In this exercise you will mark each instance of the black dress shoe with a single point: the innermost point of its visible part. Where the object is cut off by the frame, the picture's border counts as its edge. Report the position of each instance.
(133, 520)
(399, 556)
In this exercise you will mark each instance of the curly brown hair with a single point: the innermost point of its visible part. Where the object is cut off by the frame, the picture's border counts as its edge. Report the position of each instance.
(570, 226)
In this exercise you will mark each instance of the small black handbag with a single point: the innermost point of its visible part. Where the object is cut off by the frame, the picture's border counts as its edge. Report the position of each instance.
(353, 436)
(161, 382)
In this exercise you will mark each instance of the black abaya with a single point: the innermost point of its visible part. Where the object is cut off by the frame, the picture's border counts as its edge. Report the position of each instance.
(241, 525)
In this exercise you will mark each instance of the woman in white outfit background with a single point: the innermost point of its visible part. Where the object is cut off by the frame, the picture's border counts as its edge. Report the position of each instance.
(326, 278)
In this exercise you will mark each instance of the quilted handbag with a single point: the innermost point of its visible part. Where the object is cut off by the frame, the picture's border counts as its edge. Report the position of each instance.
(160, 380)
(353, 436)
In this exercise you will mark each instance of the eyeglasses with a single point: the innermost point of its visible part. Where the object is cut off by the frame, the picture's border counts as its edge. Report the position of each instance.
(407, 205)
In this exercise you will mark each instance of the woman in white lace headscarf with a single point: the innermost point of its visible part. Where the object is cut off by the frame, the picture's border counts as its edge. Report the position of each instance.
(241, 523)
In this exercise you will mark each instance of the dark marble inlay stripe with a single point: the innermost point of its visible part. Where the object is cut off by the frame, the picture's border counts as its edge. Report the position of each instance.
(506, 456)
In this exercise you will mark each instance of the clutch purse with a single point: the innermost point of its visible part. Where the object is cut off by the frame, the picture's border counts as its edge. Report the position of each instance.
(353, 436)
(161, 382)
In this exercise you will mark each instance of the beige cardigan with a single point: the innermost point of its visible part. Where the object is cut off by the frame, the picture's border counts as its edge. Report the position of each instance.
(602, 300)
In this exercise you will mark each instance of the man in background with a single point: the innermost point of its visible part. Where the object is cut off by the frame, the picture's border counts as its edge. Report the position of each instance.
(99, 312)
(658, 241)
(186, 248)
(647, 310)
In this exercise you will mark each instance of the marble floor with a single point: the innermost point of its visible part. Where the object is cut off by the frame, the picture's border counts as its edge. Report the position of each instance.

▸ The task
Find the line that contains "In this exercise you will mark each instance of the dark". Write out that line and every line after it through the end of the data, exactly, and nothing else.

▸ Written reply
In this exercise you will mark each instance of the dark marble inlay stripe with a single point: the innermost point of its visible part. Where the object is cut off by the frame, the picture's border counts as its edge. Report the position of each instance.
(506, 456)
In this exercise you will mark each instance of the clutch purse with a single point: the innermost point of its visible part. Where the object is cut off by the frame, the picture's border counts as its edge. Report the position of each instance.
(353, 436)
(161, 382)
In this exercise you will mark each instance of the beige cardigan with a single point: the innermost point of its visible part. Where the object is cut off by the frame, the picture's border counts as its edge. Report the position of each instance.
(602, 300)
In this exercise you will mark each instance of the man in background with a single point: the innermost point of its visible part. Where the object is cut off by the frame, the picture's border counts as its edge. Report the position of each instance.
(99, 312)
(658, 241)
(186, 248)
(647, 310)
In this exercise you will mark each instance of the marble floor with a single point: the innermost point of its visible part. Where the object is cut off by the frame, the picture's border counts as its edge. Report the position of each instance.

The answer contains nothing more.